▸ **Passage**:

CppCat is a simple static code analyzer capable of detecting bugs in C/C++ programs. We started granting free academic licenses to all interested (students, teachers, and so on). For the sake of popularizing CppCat among students, I decided to write this post about errors that can be found in student lab work tasks posted at Pastebin.com.
Unfortunately, we are no longer developing or supporting the CppCat static code analyzer. Please read here for details.
CppCat is a static code analyzer integrating into the Visual Studio environment and allowing the user to detect a variety of typos and other errors as early as at the coding stage already. The analyzer can launch automatically after compilation and check freshly written code. The tool supports the languages C, C++, C++/CLI, C++/CX.
To find out how to get a free CppCat license, see the following article: Free CppCat for Students. I'd just like to add that we grant licenses not only to students, but postgraduates, teachers, etc. as well.

▸ **Data supplied**:

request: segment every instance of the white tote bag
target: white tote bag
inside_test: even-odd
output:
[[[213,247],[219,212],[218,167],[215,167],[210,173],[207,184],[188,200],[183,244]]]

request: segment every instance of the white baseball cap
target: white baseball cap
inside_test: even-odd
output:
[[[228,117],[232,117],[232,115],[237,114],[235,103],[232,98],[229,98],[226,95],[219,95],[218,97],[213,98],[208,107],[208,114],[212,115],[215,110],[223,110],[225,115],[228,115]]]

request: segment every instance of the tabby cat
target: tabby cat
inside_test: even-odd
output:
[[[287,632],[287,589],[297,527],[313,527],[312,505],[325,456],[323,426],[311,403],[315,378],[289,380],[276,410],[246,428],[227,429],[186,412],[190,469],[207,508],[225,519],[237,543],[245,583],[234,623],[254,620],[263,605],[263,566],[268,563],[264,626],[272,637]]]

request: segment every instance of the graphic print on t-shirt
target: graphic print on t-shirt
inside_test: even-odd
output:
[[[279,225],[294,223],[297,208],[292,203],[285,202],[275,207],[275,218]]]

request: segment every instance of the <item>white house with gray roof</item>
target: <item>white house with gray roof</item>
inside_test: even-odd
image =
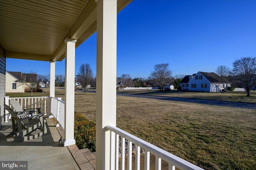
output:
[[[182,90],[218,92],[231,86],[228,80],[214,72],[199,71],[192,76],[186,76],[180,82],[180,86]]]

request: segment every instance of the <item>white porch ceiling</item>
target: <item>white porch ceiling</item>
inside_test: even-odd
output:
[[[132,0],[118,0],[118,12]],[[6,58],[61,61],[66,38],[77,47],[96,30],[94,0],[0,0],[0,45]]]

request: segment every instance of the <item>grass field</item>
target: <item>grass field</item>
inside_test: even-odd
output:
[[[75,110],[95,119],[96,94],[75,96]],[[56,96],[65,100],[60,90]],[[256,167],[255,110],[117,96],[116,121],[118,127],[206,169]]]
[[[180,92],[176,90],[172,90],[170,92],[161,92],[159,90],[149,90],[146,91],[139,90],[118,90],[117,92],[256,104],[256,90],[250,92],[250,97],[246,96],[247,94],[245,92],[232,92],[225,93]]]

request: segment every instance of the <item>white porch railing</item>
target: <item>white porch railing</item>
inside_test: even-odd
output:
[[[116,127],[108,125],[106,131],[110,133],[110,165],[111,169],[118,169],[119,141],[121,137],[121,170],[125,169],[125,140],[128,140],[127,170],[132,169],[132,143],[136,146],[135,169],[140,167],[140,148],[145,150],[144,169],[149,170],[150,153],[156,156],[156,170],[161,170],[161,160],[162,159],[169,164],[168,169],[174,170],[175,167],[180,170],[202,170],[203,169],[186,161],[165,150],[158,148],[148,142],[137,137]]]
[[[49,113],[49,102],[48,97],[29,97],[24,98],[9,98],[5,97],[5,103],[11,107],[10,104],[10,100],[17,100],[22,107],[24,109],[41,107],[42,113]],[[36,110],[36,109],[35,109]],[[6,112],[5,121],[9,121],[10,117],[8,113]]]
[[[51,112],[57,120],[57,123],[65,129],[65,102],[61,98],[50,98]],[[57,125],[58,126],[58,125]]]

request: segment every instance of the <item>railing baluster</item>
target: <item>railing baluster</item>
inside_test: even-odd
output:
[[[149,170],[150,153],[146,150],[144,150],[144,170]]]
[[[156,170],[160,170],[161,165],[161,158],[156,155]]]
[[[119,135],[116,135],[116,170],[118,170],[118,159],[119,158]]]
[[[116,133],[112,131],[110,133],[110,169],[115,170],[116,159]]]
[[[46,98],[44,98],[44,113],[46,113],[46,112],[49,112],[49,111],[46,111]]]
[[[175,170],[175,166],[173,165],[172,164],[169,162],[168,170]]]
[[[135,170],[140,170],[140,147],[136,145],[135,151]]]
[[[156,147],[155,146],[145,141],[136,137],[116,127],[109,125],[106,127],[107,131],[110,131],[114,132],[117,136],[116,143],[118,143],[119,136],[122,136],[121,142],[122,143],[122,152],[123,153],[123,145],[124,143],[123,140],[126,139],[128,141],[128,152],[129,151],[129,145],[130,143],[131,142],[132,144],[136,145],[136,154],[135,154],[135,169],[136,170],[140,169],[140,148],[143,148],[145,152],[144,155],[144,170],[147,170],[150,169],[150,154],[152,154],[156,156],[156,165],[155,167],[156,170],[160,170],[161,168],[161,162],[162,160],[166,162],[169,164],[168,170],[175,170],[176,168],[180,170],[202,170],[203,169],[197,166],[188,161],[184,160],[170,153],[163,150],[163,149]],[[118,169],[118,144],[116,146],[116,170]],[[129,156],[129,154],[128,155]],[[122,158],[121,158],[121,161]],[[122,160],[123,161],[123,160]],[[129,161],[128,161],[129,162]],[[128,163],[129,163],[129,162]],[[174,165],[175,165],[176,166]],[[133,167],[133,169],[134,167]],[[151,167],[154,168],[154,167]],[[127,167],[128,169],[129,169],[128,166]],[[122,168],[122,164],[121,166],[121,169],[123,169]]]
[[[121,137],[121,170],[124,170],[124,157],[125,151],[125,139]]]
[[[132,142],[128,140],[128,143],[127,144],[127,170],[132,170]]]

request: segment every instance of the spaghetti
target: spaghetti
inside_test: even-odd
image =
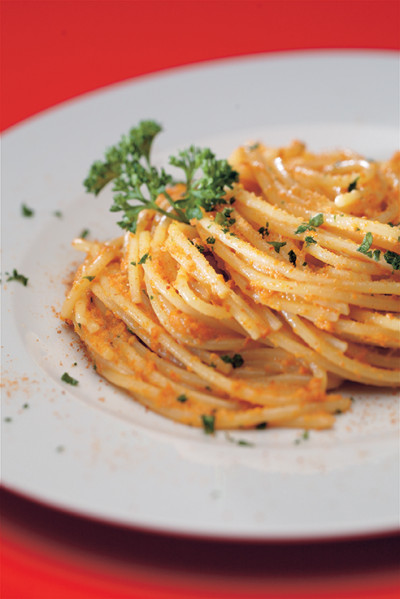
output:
---
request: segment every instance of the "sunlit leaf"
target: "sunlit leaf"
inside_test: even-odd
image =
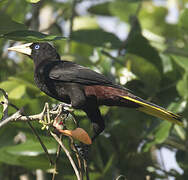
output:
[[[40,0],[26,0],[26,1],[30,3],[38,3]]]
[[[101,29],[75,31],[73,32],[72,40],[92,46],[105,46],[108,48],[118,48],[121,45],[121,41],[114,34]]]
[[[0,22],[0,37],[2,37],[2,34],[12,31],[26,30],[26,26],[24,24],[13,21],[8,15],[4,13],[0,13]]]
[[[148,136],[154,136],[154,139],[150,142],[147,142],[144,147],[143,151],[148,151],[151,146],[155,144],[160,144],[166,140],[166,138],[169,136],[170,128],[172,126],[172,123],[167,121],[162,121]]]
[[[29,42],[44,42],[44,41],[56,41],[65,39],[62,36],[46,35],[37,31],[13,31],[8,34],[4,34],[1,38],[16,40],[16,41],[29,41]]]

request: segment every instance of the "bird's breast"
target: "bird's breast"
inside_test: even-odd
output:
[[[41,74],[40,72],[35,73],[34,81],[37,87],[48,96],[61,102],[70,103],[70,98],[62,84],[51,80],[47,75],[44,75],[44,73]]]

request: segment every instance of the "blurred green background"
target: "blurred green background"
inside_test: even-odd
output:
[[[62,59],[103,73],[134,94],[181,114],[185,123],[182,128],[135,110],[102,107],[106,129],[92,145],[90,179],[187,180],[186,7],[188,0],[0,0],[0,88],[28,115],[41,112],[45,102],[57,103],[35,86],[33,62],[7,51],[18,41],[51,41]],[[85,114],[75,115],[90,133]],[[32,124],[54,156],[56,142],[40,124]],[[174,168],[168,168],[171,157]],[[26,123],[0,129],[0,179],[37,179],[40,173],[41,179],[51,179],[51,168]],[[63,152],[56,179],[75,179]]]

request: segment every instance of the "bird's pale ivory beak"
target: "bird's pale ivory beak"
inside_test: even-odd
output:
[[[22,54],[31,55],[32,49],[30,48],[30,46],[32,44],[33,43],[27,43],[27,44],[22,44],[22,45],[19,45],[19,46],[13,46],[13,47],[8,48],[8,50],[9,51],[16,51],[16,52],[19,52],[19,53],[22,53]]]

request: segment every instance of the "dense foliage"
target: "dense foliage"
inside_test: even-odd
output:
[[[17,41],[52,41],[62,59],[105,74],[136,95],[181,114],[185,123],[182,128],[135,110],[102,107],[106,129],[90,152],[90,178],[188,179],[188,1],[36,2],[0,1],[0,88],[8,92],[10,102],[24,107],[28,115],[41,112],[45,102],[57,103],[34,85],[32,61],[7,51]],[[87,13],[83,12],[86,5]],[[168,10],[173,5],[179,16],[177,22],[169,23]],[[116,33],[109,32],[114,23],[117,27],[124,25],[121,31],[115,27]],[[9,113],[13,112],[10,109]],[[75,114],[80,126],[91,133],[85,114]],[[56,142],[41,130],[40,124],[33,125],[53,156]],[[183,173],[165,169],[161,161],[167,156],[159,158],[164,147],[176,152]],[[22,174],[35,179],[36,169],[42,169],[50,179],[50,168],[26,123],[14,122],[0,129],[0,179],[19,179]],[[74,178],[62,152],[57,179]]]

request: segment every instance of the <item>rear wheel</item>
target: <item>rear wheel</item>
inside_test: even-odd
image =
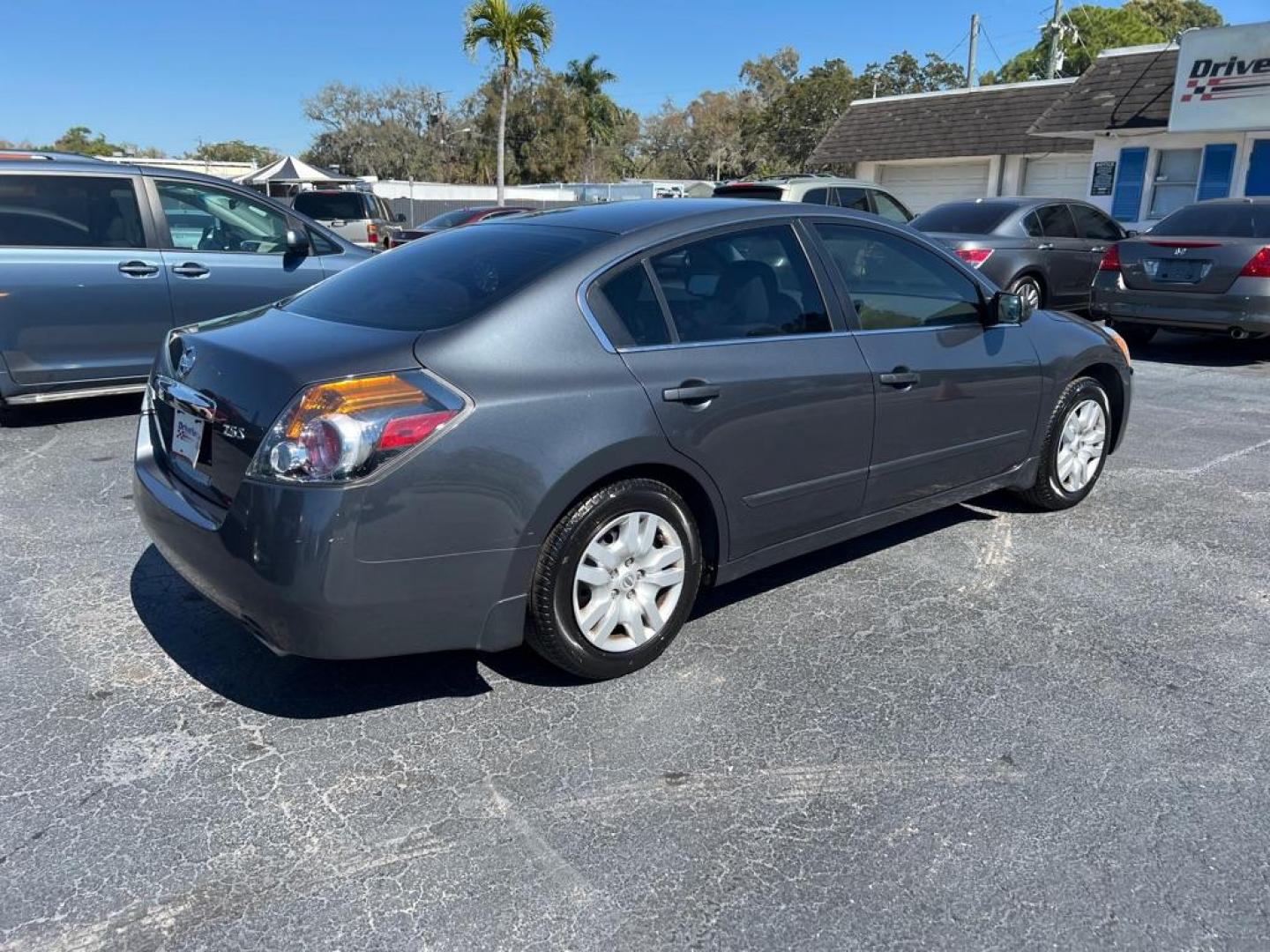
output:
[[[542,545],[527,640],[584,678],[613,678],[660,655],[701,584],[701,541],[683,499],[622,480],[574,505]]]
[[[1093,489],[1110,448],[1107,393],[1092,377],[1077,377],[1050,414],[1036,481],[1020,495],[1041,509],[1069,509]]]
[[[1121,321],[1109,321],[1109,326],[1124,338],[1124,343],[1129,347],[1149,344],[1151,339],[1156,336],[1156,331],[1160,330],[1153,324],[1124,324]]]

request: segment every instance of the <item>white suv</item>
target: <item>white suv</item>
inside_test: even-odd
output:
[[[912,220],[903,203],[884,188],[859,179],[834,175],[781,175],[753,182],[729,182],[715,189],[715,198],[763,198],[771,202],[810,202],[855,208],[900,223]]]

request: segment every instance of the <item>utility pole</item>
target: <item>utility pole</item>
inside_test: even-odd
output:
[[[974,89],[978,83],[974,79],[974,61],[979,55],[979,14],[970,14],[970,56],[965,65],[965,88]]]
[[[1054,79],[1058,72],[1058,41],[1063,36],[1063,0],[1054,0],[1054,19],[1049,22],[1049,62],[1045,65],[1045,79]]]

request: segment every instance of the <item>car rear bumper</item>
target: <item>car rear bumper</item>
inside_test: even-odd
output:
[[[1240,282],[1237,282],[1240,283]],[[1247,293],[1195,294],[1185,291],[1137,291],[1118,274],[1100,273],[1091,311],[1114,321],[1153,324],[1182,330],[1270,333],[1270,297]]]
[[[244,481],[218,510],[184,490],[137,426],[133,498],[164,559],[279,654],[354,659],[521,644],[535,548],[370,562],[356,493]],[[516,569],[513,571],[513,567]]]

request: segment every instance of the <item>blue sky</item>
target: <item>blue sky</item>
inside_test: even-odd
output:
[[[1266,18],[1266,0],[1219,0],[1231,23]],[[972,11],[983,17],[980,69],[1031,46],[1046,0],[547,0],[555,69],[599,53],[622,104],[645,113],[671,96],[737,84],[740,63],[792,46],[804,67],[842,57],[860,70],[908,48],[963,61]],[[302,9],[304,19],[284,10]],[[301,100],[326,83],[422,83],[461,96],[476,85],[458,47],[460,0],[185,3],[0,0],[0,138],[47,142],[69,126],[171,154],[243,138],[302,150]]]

▸ **Brief 1**: Print everything in the CppCat page from "CppCat is a simple" down to "posted at Pastebin.com.".
▸ **Brief 2**:
Answer these questions using the CppCat page:
(a) On which website were the student lab work tasks posted?
(b) Which development environment does CppCat integrate into?
(c) Besides students, who else can get a free license?
▸ **Brief 3**: Pick up the CppCat page after its last sentence and keep writing it.
The entries have no part in this work.

▸ **Answer space 1**:
CppCat is a simple static code analyzer capable of detecting bugs in C/C++ programs. We started granting free academic licenses to all interested (students, teachers, and so on). For the sake of popularizing CppCat among students, I decided to write this post about errors that can be found in student lab work tasks posted at Pastebin.com.

▸ **Answer space 2**:
(a) Pastebin.com
(b) Visual Studio
(c) Postgraduates and teachers

▸ **Answer space 3**:
Many are upset by the fact that CppCat cannot integrate into the free environment Visual Studio Express. Unfortunately, we can't help it because Express-versions of Visual Studio don't support plugins. But it's not a problem. Keep in mind that students have access to Microsoft DreamSpark and therefore can get access to Visual Studio Professional.
My original appeal to students was meant to sound something like this:
Even a student can benefit from static analysis. Why spend time and nerves on hunting a bug in your program when there's CppCat out there to help you? It will not only find the bug quicker but also help you learn more about how you shouldn't write your code. The documentation on CppCat provides a detailed description for each diagnostic and a wide variety of bug examples with tips on how to fix them.
Then I saw it was somewhat forced, exaggerated. Students don't really face serious bugs, do they? After all, there's nothing bad about manually debugging a loop of 10 iterations. It's even useful if we treat it from the viewpoint of training one's practical skills. That's why I decided to paraphrase my appeal to students for trying CppCat in the following way:
When applying for a job, your employer will appreciate not only your skill of programming and creating tricky algorithms but your ability to handle the basic toolkit, which is no less important.
Your algorithm is worth nothing, after all, if you lose it because you don't know what a version control system is and the best thing you did was to save a copy of your source codes to a flash drive.
That's why it is crucial not only to study programming languages and development environments but auxiliary toolkit as well.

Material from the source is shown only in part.